TEXT SECTION:

Alimony in gross is intended to provide a form of property settlement and is generally not modifiable. Ala. Code Section 30-2-55 (1975). Alimony in gross survives the remarriage of the recipient spouse.  With alimony in gross the amount and time of payment is usually certain and the right to it vested.  TenEyck v. TenEyck, 885 S. 2d 146,151 (Ala. Civ. App. 2003); Hager v. Hager, 293 Ala. 47, 299 So.2d 743 (1974). Payments are considered vested where there is no specification that the payments can be modified.  Andrews v. Andrews, 2017, Ala. Civ. App. LEXIS 244 (Ala. Civ. App. December 15, 2017) (“[T] term ‘vested’ simply signifies that an award of ‘alimony in gross’ is not subject to modification.” Id. See Hager v. Hager, 293 Ala. at 54, 299 So.2d at 759 .  Alimony in gross payments can be a lump-sum payment, a series of payments over a specific period of time or directed to satisfy a promissory note. Ex parte Rueter, 623 So. 2d 737 (Ala. 1993). The specific designation of an alimony award as being “in gross” is not necessary.  There are also no restrictions on the way alimony in gross might be paid.  McCrary v. McCrary, 408 So. 2d 523 9Ala. Civ. App 1981).  Periodic alimony is also distinguishable from alimony in gross because it is treated as taxable income to the party receiving the award.  Alimony in gross is not taxable income to the receiving party.  Rose v. Rose, 70 So. 3d 429 (Ala. Civ. App. 2011).

RECORD EXCERPTS:
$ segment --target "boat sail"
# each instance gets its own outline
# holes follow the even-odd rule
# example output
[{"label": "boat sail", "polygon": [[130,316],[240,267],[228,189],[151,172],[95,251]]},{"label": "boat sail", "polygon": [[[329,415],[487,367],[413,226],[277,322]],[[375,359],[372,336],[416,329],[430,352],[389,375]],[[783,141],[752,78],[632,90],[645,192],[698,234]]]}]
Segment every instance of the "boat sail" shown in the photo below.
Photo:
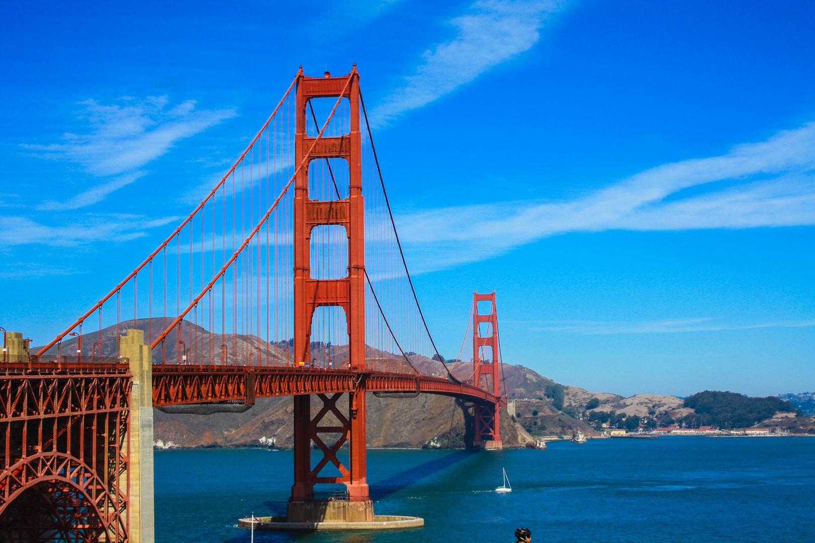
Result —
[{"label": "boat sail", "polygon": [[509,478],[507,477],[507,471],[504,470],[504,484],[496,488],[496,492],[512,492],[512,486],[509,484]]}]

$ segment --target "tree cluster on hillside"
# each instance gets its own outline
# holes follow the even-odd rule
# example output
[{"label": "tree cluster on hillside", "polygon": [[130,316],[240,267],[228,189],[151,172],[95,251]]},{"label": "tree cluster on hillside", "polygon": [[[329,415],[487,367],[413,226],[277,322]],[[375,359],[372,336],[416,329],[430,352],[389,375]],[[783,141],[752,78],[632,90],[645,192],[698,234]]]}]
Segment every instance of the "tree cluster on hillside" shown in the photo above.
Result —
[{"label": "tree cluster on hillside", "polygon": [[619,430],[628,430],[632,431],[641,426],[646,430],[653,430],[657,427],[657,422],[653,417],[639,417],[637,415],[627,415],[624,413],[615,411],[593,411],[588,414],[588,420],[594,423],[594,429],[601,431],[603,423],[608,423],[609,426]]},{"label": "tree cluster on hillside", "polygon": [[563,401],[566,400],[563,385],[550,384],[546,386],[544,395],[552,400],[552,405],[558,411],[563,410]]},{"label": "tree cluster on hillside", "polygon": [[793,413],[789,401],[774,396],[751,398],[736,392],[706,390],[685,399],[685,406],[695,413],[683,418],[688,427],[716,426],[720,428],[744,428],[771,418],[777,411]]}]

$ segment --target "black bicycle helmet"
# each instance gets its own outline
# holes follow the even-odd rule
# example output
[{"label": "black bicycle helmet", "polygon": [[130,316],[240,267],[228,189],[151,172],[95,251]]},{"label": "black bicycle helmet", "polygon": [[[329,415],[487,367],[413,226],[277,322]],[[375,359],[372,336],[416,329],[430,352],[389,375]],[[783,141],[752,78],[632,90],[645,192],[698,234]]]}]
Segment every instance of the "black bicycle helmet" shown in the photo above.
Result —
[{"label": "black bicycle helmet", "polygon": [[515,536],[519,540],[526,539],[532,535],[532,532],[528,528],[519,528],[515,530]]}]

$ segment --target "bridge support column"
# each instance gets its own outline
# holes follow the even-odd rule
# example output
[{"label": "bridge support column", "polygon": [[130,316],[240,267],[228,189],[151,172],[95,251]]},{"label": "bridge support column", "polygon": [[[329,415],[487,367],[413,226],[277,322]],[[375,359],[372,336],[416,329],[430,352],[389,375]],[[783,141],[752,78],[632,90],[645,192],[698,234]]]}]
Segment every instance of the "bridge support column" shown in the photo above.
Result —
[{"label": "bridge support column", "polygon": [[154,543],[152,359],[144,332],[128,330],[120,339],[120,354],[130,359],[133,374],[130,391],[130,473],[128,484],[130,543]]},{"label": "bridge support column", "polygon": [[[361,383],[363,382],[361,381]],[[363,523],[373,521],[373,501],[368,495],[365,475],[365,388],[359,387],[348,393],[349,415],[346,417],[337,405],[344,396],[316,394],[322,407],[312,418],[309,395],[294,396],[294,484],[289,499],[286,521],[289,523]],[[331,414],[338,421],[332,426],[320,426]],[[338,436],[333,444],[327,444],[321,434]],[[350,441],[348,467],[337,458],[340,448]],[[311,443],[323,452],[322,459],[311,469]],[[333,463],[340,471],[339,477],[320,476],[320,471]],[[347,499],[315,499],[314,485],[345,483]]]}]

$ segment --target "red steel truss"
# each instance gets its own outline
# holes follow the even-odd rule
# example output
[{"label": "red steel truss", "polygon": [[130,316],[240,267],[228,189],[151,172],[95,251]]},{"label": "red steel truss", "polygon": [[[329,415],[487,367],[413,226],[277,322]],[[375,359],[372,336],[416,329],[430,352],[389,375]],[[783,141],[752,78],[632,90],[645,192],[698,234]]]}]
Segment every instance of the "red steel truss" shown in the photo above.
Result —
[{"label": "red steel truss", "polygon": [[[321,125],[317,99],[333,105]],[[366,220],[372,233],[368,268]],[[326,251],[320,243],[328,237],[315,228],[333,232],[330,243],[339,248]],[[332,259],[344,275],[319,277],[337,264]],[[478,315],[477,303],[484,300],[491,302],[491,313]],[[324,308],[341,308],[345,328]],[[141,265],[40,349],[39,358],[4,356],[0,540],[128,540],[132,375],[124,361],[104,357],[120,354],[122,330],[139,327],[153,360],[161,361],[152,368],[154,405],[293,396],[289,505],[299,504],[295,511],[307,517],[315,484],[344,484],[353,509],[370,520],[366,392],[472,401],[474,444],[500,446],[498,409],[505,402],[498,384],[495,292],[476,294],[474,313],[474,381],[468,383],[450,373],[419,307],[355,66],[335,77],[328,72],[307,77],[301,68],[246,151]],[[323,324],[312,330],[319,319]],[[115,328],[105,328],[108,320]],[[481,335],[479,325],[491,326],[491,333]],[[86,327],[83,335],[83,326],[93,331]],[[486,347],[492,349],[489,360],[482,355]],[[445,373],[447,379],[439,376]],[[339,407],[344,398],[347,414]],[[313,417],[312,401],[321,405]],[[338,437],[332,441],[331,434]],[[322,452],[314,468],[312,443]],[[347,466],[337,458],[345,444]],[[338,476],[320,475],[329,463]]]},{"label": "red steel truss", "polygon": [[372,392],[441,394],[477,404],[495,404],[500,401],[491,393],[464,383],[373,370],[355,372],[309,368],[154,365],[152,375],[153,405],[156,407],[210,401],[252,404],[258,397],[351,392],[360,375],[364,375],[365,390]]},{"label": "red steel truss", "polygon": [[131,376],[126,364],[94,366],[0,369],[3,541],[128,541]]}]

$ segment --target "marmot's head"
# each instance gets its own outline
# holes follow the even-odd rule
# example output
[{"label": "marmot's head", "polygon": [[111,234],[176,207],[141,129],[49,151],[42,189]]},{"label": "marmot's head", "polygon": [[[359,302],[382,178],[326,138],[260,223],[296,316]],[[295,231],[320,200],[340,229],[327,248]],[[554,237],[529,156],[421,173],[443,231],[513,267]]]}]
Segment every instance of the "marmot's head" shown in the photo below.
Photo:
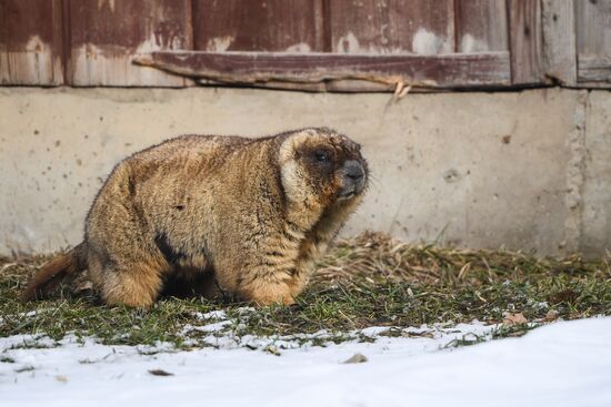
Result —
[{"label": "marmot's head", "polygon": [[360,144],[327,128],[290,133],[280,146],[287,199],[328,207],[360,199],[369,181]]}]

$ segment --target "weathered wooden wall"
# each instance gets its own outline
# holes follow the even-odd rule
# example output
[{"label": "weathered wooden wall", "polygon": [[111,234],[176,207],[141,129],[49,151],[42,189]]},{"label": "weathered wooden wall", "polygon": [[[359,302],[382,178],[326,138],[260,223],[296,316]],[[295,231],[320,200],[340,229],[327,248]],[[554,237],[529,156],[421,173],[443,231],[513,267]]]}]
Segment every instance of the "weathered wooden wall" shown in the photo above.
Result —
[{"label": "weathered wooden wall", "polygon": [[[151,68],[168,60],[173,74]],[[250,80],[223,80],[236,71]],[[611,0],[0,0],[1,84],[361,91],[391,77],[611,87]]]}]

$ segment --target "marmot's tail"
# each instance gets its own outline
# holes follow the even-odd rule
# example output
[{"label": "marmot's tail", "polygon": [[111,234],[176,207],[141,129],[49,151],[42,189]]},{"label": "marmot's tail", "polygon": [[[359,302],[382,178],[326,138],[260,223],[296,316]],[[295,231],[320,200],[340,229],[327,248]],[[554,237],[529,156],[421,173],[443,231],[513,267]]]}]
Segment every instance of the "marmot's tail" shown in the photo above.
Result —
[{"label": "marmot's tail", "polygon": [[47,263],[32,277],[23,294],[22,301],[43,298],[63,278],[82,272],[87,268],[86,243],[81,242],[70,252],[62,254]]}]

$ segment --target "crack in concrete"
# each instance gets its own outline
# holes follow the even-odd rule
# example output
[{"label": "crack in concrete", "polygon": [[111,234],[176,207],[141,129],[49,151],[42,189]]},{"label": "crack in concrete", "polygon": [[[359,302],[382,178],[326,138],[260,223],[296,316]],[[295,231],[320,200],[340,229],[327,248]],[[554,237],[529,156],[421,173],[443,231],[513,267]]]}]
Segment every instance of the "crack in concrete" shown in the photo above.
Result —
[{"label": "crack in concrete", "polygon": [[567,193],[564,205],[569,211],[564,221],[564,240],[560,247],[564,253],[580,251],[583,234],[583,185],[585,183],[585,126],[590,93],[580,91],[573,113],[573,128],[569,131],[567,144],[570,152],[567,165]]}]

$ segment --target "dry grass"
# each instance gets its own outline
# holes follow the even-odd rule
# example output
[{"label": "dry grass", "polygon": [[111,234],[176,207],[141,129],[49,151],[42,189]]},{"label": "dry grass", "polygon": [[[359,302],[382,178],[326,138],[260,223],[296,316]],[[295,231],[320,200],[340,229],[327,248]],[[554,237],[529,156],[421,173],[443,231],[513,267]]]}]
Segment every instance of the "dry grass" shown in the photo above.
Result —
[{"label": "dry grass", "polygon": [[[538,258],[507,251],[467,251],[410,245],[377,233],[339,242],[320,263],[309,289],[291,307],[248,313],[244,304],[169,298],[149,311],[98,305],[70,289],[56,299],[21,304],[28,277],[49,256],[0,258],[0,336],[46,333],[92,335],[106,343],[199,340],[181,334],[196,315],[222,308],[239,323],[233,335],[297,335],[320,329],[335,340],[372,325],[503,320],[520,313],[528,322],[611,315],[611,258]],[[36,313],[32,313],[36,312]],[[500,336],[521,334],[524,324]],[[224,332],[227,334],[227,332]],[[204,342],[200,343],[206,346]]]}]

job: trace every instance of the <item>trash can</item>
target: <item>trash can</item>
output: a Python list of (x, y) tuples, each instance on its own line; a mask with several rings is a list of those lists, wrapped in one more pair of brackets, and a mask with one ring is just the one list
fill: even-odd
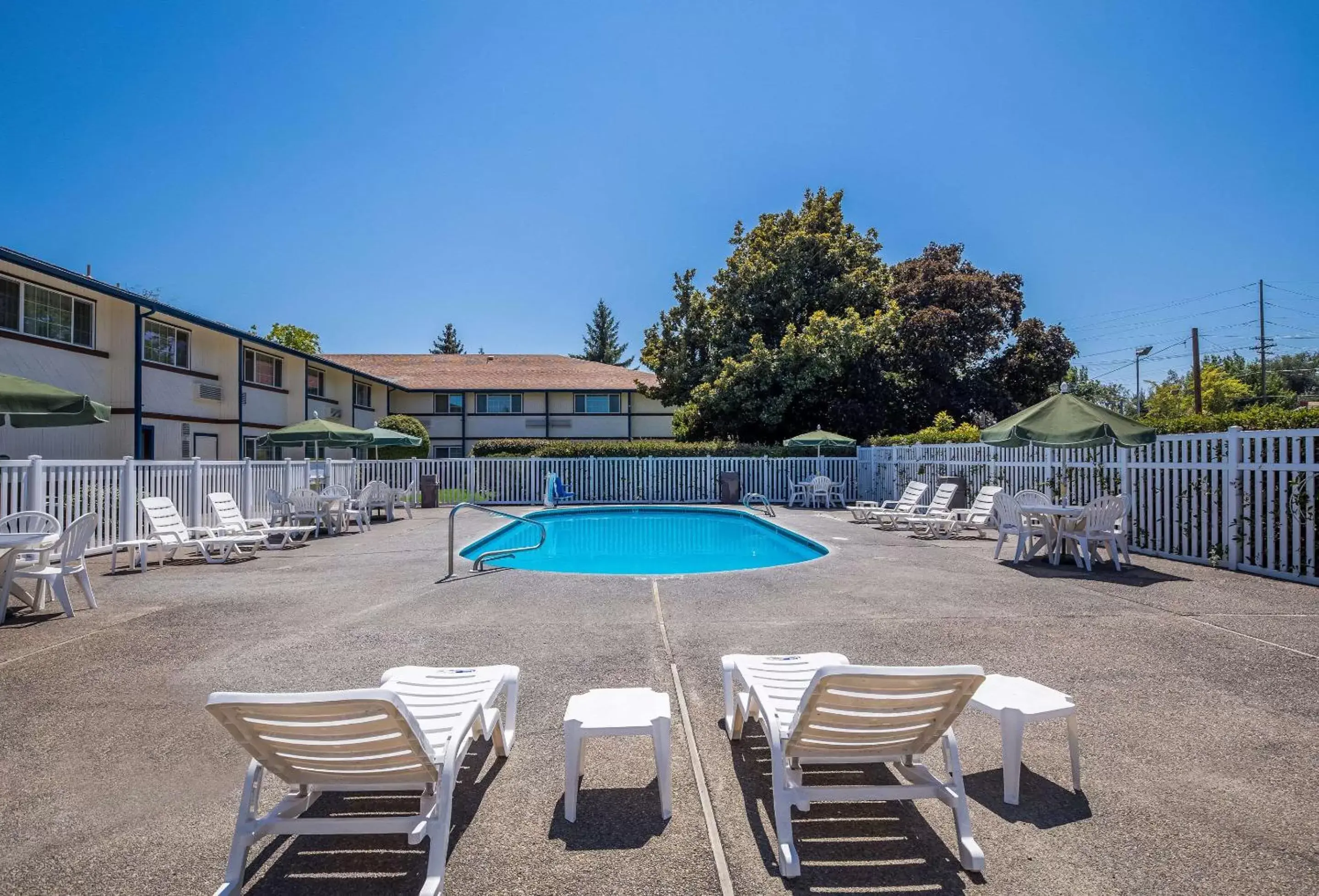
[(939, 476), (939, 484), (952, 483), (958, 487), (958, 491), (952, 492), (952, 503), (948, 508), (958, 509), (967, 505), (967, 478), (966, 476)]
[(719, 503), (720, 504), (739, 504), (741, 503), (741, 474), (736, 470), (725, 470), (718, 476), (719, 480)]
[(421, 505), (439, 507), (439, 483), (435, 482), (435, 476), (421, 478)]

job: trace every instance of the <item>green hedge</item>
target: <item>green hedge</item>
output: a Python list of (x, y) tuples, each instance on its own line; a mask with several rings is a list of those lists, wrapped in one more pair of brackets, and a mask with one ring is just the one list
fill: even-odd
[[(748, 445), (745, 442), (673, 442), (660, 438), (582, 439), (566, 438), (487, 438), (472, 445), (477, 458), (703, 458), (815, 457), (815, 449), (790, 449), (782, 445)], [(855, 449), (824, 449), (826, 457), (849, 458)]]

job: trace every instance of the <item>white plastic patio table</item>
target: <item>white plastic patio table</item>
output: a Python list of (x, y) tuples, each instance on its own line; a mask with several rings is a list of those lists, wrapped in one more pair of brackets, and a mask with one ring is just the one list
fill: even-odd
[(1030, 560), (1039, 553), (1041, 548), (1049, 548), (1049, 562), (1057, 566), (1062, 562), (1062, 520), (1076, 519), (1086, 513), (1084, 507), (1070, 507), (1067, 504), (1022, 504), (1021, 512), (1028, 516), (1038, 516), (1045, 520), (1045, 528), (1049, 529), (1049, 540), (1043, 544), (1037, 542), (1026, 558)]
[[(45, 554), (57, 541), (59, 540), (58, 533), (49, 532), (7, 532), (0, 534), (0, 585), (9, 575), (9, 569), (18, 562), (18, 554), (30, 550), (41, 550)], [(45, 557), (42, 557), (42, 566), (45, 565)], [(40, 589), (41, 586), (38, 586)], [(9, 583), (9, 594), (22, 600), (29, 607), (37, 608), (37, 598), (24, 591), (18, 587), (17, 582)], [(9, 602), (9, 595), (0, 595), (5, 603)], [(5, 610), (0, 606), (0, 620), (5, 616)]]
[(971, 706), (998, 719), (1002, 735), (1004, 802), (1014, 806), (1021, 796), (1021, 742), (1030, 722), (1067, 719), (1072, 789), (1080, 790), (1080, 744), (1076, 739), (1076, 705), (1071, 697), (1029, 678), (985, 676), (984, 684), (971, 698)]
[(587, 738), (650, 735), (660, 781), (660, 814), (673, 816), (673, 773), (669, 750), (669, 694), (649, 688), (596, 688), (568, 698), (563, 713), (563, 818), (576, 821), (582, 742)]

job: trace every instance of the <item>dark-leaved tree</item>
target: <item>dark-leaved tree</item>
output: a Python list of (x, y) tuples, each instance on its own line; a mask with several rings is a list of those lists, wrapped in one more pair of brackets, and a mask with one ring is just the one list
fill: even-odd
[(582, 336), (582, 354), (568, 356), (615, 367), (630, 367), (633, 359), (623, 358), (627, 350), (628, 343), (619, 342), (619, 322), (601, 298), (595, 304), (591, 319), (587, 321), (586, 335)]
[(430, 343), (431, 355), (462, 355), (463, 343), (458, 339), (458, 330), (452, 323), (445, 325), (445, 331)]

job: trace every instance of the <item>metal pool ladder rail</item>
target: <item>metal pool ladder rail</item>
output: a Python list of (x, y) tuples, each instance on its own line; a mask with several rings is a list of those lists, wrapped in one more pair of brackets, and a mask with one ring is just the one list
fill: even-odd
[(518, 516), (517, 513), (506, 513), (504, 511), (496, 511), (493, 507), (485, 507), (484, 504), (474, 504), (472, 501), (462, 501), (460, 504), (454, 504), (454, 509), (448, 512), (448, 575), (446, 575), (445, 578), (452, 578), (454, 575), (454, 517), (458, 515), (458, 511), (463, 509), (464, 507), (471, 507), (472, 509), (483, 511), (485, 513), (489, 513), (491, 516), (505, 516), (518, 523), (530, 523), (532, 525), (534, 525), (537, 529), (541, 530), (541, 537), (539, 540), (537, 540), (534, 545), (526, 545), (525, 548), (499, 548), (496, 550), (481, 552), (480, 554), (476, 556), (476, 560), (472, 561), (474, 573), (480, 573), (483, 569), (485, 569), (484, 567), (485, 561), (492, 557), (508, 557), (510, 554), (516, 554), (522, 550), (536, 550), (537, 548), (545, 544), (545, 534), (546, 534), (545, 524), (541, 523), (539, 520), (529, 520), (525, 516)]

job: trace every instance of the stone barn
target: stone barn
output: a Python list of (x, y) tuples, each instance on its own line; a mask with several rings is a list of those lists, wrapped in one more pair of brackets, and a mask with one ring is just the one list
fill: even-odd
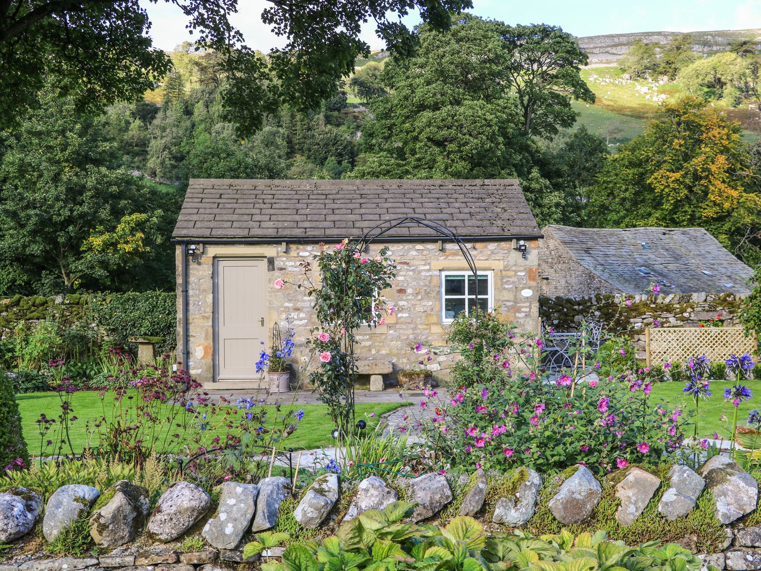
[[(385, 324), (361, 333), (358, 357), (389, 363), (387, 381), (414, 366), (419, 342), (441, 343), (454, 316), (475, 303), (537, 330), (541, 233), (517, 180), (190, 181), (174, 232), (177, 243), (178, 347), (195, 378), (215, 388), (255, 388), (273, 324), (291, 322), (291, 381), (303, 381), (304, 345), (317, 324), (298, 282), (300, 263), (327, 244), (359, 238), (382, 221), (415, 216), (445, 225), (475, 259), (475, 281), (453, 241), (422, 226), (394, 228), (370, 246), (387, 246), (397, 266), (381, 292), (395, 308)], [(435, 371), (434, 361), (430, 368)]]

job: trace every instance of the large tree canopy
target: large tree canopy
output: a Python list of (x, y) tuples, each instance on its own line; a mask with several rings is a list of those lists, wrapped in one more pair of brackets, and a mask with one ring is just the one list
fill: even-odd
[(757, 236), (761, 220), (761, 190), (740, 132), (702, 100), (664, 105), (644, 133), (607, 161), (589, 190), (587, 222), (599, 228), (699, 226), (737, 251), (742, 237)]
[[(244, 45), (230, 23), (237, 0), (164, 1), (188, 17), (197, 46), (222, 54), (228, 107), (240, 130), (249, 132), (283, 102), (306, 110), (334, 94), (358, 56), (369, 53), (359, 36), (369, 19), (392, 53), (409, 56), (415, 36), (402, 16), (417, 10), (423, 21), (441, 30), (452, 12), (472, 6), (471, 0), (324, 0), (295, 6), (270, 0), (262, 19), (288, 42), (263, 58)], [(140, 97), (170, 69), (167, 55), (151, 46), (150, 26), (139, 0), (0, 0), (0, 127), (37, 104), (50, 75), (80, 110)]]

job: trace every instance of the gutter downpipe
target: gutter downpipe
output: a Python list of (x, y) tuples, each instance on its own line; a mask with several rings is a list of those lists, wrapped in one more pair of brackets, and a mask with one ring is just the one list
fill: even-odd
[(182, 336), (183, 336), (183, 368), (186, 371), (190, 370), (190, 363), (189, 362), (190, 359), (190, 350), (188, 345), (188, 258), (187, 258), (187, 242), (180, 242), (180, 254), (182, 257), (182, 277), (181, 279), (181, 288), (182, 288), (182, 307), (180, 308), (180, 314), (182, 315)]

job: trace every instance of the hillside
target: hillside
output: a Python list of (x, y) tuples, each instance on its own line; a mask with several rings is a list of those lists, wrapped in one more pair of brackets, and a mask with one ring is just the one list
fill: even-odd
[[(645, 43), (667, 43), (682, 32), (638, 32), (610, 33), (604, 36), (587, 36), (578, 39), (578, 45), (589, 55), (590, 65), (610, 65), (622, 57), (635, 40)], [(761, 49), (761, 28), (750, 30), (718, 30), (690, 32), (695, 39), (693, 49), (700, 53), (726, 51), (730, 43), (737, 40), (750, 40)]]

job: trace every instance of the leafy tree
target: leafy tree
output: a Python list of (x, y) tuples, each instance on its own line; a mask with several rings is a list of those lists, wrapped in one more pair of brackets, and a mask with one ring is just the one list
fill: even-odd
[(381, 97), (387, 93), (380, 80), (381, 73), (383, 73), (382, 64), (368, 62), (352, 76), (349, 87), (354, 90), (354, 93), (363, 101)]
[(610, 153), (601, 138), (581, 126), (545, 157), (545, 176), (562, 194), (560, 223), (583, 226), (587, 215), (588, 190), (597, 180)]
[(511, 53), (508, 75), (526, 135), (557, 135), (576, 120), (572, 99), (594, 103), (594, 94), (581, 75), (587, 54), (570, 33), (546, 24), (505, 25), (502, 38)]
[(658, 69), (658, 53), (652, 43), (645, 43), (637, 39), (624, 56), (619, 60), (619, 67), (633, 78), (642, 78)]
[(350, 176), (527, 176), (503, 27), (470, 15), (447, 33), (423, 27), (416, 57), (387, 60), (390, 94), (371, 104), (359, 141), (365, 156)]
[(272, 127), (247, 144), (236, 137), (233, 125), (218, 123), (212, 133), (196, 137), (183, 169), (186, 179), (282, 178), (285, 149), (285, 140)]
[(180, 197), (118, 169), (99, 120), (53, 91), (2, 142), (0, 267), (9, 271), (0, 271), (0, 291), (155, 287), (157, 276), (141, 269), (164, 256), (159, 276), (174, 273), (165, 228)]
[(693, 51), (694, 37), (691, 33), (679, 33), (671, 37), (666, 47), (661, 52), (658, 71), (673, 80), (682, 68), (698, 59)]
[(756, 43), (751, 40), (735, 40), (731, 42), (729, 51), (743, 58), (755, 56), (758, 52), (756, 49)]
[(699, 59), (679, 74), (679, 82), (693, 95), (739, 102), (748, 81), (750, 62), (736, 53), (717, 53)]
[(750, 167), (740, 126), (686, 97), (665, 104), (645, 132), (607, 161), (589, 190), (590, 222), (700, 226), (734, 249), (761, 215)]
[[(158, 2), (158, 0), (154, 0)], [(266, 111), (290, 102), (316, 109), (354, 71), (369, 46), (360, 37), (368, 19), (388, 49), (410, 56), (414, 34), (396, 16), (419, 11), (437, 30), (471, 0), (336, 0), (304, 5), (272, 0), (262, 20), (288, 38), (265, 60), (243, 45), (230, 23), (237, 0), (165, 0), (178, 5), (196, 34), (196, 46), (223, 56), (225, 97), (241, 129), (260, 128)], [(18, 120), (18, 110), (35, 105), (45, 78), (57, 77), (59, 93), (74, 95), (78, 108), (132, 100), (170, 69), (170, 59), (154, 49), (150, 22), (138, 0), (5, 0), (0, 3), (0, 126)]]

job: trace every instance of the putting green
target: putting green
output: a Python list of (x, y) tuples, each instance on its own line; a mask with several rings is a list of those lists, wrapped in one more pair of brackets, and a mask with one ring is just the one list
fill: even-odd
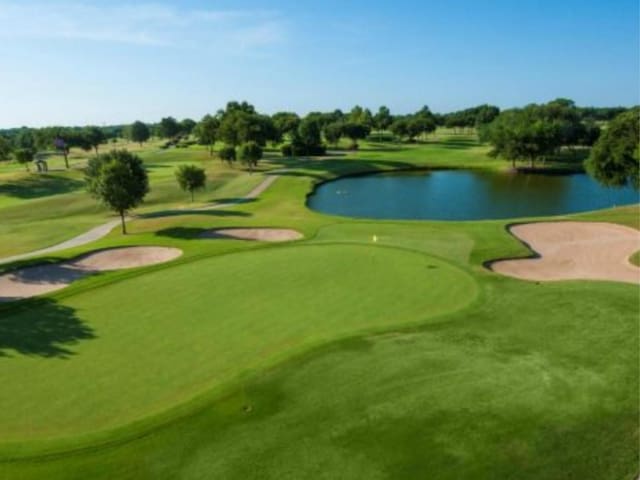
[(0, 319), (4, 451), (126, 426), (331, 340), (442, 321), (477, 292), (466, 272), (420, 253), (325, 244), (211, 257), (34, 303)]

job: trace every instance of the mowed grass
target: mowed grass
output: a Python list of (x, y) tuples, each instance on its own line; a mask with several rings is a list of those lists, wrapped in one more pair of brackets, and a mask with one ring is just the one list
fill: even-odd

STATED TASK 1:
Answer these from the passage on alimony in gross:
(a) What happens to alimony in gross when the recipient spouse remarries?
(b) What three forms can alimony in gross payments take?
(c) Is alimony in gross taxable income to the receiving party?
STATED TASK 2: In the rows above, rewrite the part that opens with the line containing "job: trace every instance of the large" and closes with the line containing "75), (80, 110)]]", requests included. Multiply every coordinate in the answers by 1.3 and round to whole numbers, with halves rounding up, and give only those lines.

WRITTEN REPLY 1:
(a) It survives the remarriage.
(b) A lump-sum payment, a series of payments over a specific period of time, or payments directed to satisfy a promissory note.
(c) No, it is not taxable income to the receiving party.

WRITTEN REPLY 2:
job: trace every instance of the large tree canopy
target: large tree canopy
output: a Python list of (x, y) tuples, each instance on its own line; a mask with several rings is a list of those lists, wrapped in one more pair of brackets, and a mask with one ring is just the one list
fill: even-odd
[(984, 307), (989, 286), (989, 247), (962, 172), (913, 130), (863, 137), (837, 173), (789, 209), (766, 247), (763, 289), (779, 296), (909, 294), (958, 326), (965, 308)]
[[(317, 59), (299, 30), (308, 0), (213, 1), (244, 22), (256, 60), (289, 70), (296, 139), (312, 169), (324, 172), (368, 133), (398, 143), (434, 122), (465, 73), (480, 69), (467, 47), (480, 25), (510, 69), (532, 73), (540, 47), (523, 21), (542, 13), (550, 27), (573, 39), (588, 16), (614, 8), (612, 0), (421, 0), (384, 8), (351, 0), (341, 25), (374, 55), (342, 75)], [(182, 126), (221, 90), (217, 72), (196, 60), (195, 34), (181, 0), (0, 0), (0, 165), (48, 135), (65, 98), (104, 143)]]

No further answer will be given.